[Collection entries]
◆ ◆ ◆ ◆

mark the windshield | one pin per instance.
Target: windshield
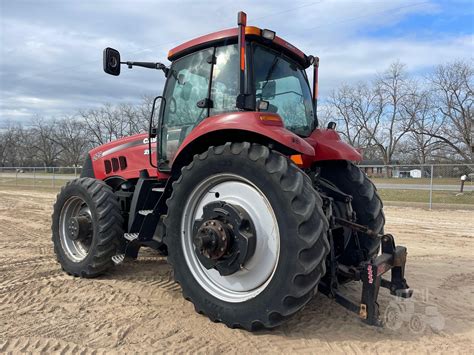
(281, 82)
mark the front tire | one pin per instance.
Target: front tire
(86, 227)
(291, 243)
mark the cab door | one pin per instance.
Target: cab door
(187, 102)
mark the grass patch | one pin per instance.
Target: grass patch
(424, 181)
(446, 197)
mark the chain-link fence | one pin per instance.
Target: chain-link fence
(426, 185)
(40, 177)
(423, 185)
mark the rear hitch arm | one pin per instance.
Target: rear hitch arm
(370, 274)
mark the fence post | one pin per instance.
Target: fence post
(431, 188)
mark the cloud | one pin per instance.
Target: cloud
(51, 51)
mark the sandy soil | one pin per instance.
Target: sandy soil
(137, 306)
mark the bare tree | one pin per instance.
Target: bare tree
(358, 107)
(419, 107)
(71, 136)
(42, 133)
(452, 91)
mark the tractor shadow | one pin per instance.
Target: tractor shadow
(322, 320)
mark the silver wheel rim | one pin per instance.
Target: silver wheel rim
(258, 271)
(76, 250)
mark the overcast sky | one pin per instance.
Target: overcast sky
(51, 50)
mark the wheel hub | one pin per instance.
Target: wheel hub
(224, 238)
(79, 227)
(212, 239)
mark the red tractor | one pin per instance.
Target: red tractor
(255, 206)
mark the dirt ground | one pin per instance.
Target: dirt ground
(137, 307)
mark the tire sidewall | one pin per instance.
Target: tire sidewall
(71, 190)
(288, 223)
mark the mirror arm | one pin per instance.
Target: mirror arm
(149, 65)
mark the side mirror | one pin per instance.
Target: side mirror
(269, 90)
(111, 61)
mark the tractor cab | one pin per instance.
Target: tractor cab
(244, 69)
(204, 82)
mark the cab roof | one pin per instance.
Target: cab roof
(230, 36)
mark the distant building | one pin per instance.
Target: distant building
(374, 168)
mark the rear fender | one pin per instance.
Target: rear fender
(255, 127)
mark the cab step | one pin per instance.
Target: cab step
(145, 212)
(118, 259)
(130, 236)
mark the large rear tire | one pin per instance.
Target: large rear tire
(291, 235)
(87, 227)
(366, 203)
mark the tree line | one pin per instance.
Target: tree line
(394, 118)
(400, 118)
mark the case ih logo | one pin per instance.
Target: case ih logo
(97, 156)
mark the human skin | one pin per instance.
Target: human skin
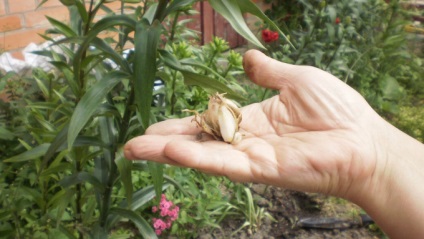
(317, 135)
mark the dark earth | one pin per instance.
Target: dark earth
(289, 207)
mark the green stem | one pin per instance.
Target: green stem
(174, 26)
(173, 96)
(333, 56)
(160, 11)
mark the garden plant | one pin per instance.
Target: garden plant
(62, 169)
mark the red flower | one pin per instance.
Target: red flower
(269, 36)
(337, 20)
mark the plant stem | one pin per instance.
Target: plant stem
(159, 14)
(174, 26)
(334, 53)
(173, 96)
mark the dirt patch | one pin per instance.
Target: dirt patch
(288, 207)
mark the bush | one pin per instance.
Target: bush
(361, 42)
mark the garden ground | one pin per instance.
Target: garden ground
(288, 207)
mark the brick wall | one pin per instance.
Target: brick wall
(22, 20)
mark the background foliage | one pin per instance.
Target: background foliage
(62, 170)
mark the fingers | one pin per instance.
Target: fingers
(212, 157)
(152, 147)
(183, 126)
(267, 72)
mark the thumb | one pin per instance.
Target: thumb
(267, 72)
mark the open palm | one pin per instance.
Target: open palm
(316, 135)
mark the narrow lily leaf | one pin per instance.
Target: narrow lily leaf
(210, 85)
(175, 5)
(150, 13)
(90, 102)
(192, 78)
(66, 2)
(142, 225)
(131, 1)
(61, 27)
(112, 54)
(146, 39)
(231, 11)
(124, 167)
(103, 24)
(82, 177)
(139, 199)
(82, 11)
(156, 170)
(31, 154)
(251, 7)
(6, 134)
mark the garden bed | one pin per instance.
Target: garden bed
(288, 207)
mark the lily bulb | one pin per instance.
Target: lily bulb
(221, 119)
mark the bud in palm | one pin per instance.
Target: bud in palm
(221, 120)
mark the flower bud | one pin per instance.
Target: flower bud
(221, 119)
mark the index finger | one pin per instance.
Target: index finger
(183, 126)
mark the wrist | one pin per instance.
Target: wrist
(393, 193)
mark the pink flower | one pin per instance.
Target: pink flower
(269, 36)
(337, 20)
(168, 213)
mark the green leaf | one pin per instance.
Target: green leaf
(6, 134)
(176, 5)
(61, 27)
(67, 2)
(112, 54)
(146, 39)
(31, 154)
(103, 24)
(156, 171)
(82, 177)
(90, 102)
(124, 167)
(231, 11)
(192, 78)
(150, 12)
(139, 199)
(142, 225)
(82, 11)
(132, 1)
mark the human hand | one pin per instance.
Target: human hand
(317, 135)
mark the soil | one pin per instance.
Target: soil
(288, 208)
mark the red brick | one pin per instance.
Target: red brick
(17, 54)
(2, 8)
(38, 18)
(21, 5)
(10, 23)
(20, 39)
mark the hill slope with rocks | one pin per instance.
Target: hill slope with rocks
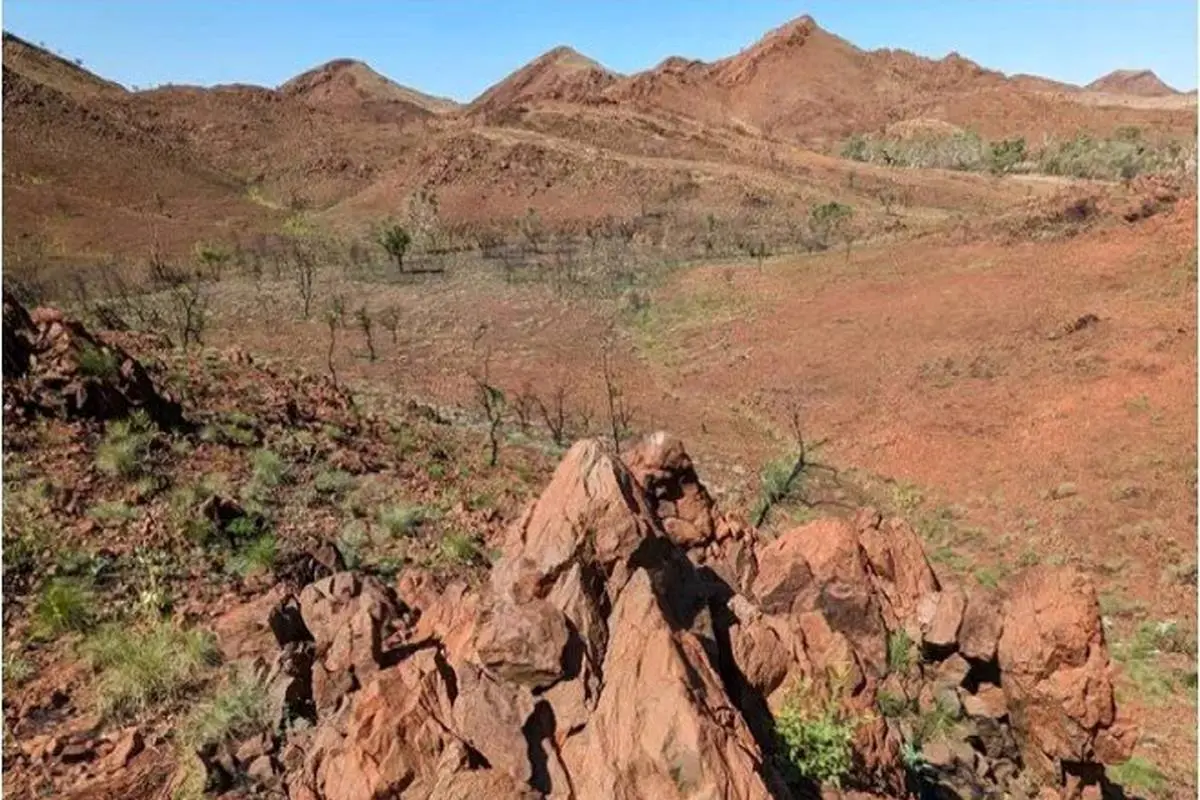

◆ ◆ ◆ ◆

* _WHAT IS EXPECTED_:
Your answer must be the records above, word for word, with every picture left out.

* _EXERCISE RESULT_:
mark the windshield | one pin per instance.
Target: windshield
(281, 82)
mark the front tire | one pin per instance.
Target: front tire
(86, 227)
(291, 243)
mark the cab door | one pin per instance.
Target: cab door
(187, 102)
mark the grass patch | one pin per instance.
Target: grass patch
(424, 181)
(446, 197)
mark the chain-link fence | one pin per instance.
Target: chain-link fence
(426, 185)
(40, 177)
(423, 185)
mark the rear hitch arm | one pin per instance.
Target: rear hitch arm
(370, 274)
mark the fence post | one pin per instance.
Target: fence post
(431, 188)
mark the cloud | one pin per instance.
Target: cloud
(51, 51)
mark the sandy soil | one pin per instance.
Target: sandy soil
(137, 306)
mark the bare tree | one pin per instance.
Target: bare tree
(358, 107)
(419, 107)
(71, 136)
(42, 133)
(452, 91)
mark the tractor shadow | one pin per instance.
Target: tractor shadow
(322, 320)
mark the silver wheel rim | one pin per instance.
Target: silver wheel rim
(258, 271)
(76, 250)
mark the overcast sky | one pin per instance.
Target: overcast sky
(51, 50)
mark the wheel hub | one pin per instance.
Target: wheel hub
(224, 238)
(79, 227)
(212, 239)
mark the red tractor | one pin per instance.
Target: red tractor
(255, 206)
mark the dirt ground | one pin per instance.
Target: dirt ground
(137, 307)
mark the tire sidewall | one pin per instance.
Target: tire sidewall
(71, 190)
(288, 223)
mark the mirror arm | one pin per instance.
Target: mirror arm
(149, 65)
mark the side mirror | one pin per instance.
Target: side mirror
(269, 90)
(111, 61)
mark the tractor cab | one pin per instance.
Target: tractor cab
(244, 69)
(204, 82)
mark the cab roof | one pin per instance.
Target: cab roof
(230, 36)
mark the distant building | one pin per instance.
Target: distant building
(374, 168)
mark the rear fender | one pin per instance.
Target: rear fender
(255, 127)
mark the cab step | one pin per instance.
Target: cab step
(145, 212)
(118, 259)
(130, 236)
mark the large rear tire | one pin per instance.
Target: large rear tire
(291, 235)
(87, 227)
(366, 203)
mark the tree line | one pin per instance.
Target: tree line
(394, 118)
(400, 118)
mark the case ih logo | one pin per instance.
Target: case ih logo
(97, 156)
mark the human skin | one pin per instance.
Target: human skin
(317, 135)
mark the dark earth | one pin per instance.
Target: dark earth
(289, 207)
mark the green stem | one pin per instance.
Target: green stem
(174, 26)
(173, 96)
(333, 56)
(160, 11)
mark the garden plant | one pin per instance.
Target: garden plant
(62, 169)
mark the red flower | one pin per instance.
Target: red flower
(269, 36)
(337, 20)
mark the plant stem | one pin per instance.
Target: plant stem
(159, 14)
(174, 26)
(334, 53)
(173, 96)
mark the dirt patch | one pin per instance.
Target: dirt patch
(288, 207)
mark the bush | one pin per instance.
Target: bush
(361, 42)
mark the garden ground | one pin per instance.
Target: garden ground
(288, 207)
mark the brick wall | one pin per instance.
Target: brick wall
(22, 20)
mark the background foliage | one pin per instance.
Target: background foliage
(62, 170)
mark the fingers | one pin per instance.
Target: fingers
(212, 157)
(152, 147)
(183, 126)
(267, 72)
mark the thumb | one pin per instance.
Target: thumb
(267, 72)
mark the open palm | one pin per instance.
Target: open palm
(316, 135)
mark the narrow lily leaf | one pin per instance.
Target: narrow lily leaf
(210, 85)
(175, 5)
(150, 13)
(90, 102)
(192, 78)
(66, 2)
(142, 225)
(131, 1)
(61, 27)
(112, 54)
(146, 39)
(231, 11)
(124, 167)
(103, 24)
(82, 177)
(139, 199)
(82, 11)
(156, 170)
(31, 154)
(251, 7)
(6, 134)
mark the garden bed | one pin per instance.
Target: garden bed
(288, 207)
mark the lily bulb | one pin per instance.
Target: lily bulb
(221, 119)
mark the bud in palm | one pin per instance.
Target: bud in palm
(221, 120)
mark the flower bud | one pin per instance.
Target: flower bud
(221, 119)
mark the index finger | one pin per instance.
Target: index finger
(183, 126)
mark the wrist | one pin per instance.
Target: wrist
(393, 193)
mark the pink flower | one pin per instance.
Target: pink flower
(269, 36)
(337, 20)
(168, 213)
mark the green leaf | one pin per instance.
Target: green leaf
(6, 134)
(176, 5)
(61, 27)
(67, 2)
(112, 54)
(146, 39)
(31, 154)
(103, 24)
(156, 171)
(82, 177)
(90, 102)
(124, 167)
(231, 11)
(192, 78)
(150, 12)
(139, 199)
(142, 225)
(82, 11)
(132, 1)
mark the human hand | one pin per instance.
Target: human hand
(317, 135)
mark the soil | one pin per instance.
Target: soil
(288, 208)
mark the red brick | one pin per instance.
Target: red brick
(17, 54)
(2, 8)
(38, 18)
(21, 5)
(10, 23)
(20, 39)
mark the hill slope with rocks | one pin per instance.
Target: hill slope with rocks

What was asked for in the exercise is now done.